__Texte présenté__
+++++

La mesure du plaisir
Chacune de ces cinq classes de plaisirs
est si unique que l'on ne peut pas échanger 10 unités de plaisir
de cinquième classe contre une seule unité de plaisir de quatrième
classe. Si nous avons une faim de loup, échangerions-nous un bon repas
contre une visite du Musée du Louvre ? Troquerions-nous l'amour de notre
vie contre un appartement en front de mer sur la Riviera ?
Il faut imaginer le plaisir comme une source d'énergie.
On ne peut pas comparer
un plaisir avec un autre. Dans ces conditions, comment attribuer une valeur
à n'importe quel plaisir ? Imaginons le plaisir comme un cheval-vapeur,
nous procurant de l'énergie. Si nous avons du plaisir, nous devenons
impatient d'entreprendre des travaux difficiles. Nous y investissons d'autant
plus d'énergie que le dynamisme que nous retirons du plaisir nous donne
de l'élan.
En essayant d'estimer la
valeur d'un plaisir donné, posons-nous la question : Quand je mange de
la crème glacée, combien de plaisir, combien d'énergie,
est-ce que j'en retire ? Si j'écoute de la musique, combien d'énergie
est-ce que j'en emporte ? Si j'aime quelqu'un, quelle stimulation cela me procure-t-il
? Est-elle plus ou moins forte que celle que crée la consommation d'un
cornet de glace ? C'est là une manière rationnelle de la mesurer.
Des plaisirs contrefaits
Il arrive que des gens croient
qu'ils obtiennent un réel plaisir, mais ils sont abusés. Par exemple,
l'activité sexuelle est un plaisir réel, mais la pornographie
en est une contrefaçon. Elle ne stimule que la luxure, et elle déprime
au lieu de stimuler. Elle peut sembler excitante au premier abord, mais l'emballement
et l'énergie ne sont pas la même chose, et il ne faut pas les confondre.
Le plaisir le plus profusément
contrefait dans le monde occidental est la décadence. Voici pourquoi
il est contrefait :
La plupart des gens, quand
on leur demande quel est le contraire de la douleur, répondent que c'est
le plaisir. Mais l'absence de douleur n'équivaut pas automatiquement
à un plaisir !

+++++

__Données fournies__
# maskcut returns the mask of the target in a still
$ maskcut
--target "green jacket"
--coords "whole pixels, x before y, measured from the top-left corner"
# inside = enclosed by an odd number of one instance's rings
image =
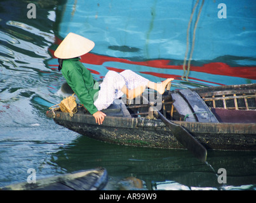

+++++

__Consignes__
a) Renommez « green jacket » en « red backpack » dans les lignes de données du bloc, en recopiant tout le reste sans modification et en laissant l'image de côté.
b) Rédigez la suite du texte sur la mesure du plaisir, à partir de sa dernière phrase.
Le texte et les lignes de données proviennent de sources sans rapport entre elles.

__Réponses aux consignes__
a)
# maskcut returns the mask of the target in a still
$ maskcut
--target "red backpack"
--coords "whole pixels, x before y, measured from the top-left corner"
# inside = enclosed by an odd number of one instance's rings
image =

b)
Le contraire de la douleur n'est pas le plaisir ; le contraire de la douleur
est le confort. Beaucoup de gens pensent que le summum du plaisir est constitué
par des vacances sur la Riviera, passées à se vautrer sur matelas
à eau, sous le souffle subtil d'une brise légère, une boisson
fraîche à portée de la main, chaque muscle du corps agréablement
détendu.
Mais il ne faut surtout
pas s'endormir, car ce serait perdre tous ces agréments !
Le sommeil et le confort
sont indolores. Mais ils ne sont pas un but dans l'existence !
En réalité,
la douleur est le prix à payer pour le plaisir. Si l'on veut obtenir
un diplôme universitaire et obtenir un bon poste, on doit beaucoup étudier.
Si l'on veut devenir un champion olympique, il faut savoir éprouver la
douleur de ses muscles endoloris. Et cela, on ne l'obtiendra pas sur une plage
de la Riviera.
Assimiler le confort au plaisir est une contrefaçon. Le plaisir réel
ne peut résulter que de l'effort.
Le prix du plaisir
Pour réussir dans
la recherche du plaisir, il faut se concentrer sur le plaisir et non sur l'effort.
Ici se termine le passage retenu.